** Exercise aim **
I need the number of lines in the data that include "Target"; reply with that number alone.

Items from a dataset
══════════
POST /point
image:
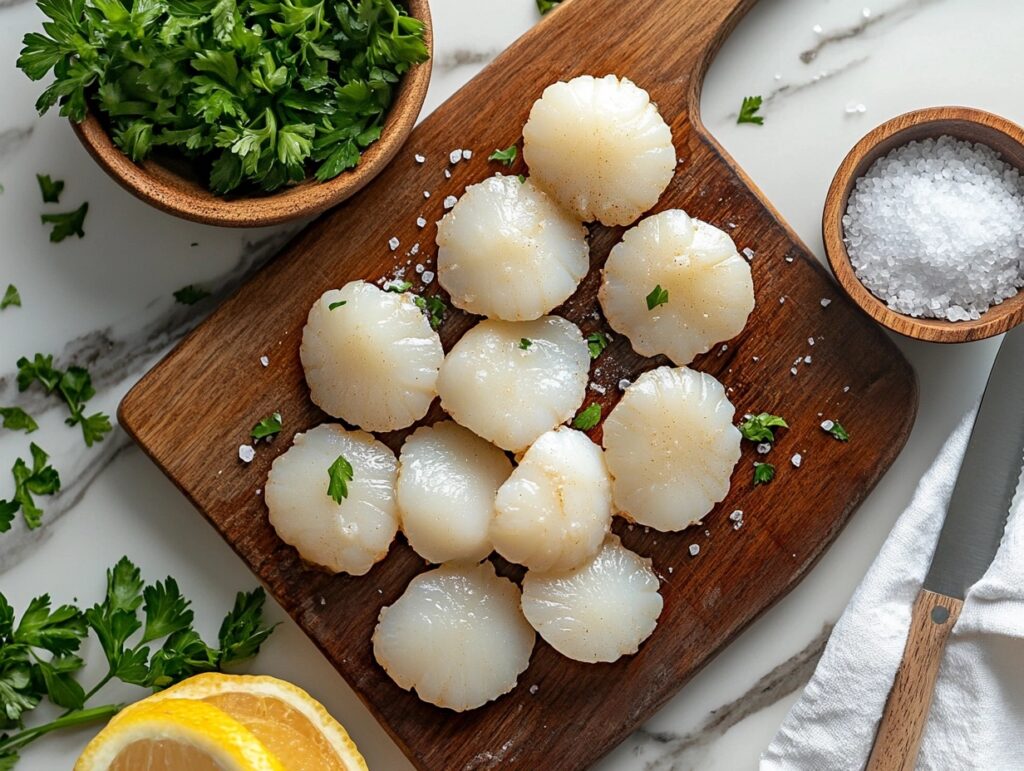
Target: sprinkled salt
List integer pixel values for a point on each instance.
(935, 228)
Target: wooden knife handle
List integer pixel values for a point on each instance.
(906, 710)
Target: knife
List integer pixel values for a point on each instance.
══════════
** Response **
3